◆ **Sección del texto**

■ ■ ■ ■ ■

La esencia del fanatismo está en el deseo de forzar a los demás para que cambien, siendo el fanático siempre el otro. Así que los opuestos tipos de fanatismos se nutran y fortalezcan recíprocamente.
Las grandes construcciones ideológicas del siglo pasado pusieron en marcha la psicología de las masas. Allí encontró lugar la intolerancia hacia el distinto, que, en diversos grados, anima y convive con el fanatismo. El fanático, casi siempre, sufre de una baja autoestima y, por lo tanto, tiene la convicción de que cualquier opinión distinta de la suya sea una declaración de desconfianza hacia él. El psicoanalista Mario Trevi precisa: ”El concepto de tolerancia tiene un límite de necesidad. El que quiere ser tolerante puede serlo con todos, con excepción de los que niegan la tolerancia misma. La irracionalidad no es lo mismo que el fanatismo, que no es lo mismo que la intolerancia. En el pasado las ideologías han embridado las masas, dejando libre su fanatismo, que, en cambio, han alimentado y utilizado. Las ideologías fueron un elemento de incentivación fanática.”

■ ■ ■ ■ ■

[Elementos procedentes de una fuente de datos]
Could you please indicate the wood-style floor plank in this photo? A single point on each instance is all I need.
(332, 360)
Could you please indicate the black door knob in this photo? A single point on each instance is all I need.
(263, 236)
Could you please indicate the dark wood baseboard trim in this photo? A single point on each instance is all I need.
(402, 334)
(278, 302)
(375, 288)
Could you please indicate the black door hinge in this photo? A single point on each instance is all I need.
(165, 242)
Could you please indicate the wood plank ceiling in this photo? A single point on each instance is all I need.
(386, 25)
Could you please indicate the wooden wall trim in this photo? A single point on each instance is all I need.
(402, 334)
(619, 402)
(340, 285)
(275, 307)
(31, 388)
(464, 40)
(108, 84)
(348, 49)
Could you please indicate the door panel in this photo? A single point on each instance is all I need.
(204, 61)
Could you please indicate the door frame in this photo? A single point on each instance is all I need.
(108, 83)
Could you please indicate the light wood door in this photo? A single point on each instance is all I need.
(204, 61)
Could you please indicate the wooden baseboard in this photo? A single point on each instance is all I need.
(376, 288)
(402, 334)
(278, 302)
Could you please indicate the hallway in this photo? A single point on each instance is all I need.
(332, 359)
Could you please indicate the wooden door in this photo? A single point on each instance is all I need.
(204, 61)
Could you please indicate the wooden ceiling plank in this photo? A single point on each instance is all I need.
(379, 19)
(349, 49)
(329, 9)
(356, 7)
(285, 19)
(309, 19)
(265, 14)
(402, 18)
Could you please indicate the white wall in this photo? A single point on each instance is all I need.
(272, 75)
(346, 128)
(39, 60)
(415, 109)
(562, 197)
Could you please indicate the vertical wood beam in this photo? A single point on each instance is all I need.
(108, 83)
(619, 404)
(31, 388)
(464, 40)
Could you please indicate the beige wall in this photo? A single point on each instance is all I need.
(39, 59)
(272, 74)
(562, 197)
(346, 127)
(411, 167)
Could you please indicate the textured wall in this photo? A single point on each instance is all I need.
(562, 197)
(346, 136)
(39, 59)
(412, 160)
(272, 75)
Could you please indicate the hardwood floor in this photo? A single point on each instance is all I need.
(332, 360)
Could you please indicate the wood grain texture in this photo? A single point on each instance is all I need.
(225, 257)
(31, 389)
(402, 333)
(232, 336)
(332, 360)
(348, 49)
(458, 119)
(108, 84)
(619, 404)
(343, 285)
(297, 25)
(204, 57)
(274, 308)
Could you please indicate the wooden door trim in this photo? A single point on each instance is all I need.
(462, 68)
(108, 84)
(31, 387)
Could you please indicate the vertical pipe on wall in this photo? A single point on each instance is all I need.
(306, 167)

■ ■ ■ ■ ■

◆ **Instrucciones de tarea**
Duplica el fragmento del texto sobre el fanatismo comprendido entre "La esencia del" y "y fortalezcan recíprocamente.", ambos inclusive. El material no es necesario para resolver lo solicitado.

◆ **Resultado correcto**
La esencia del fanatismo está en el deseo de forzar a los demás para que cambien, siendo el fanático siempre el otro. Así que los opuestos tipos de fanatismos se nutran y fortalezcan recíprocamente.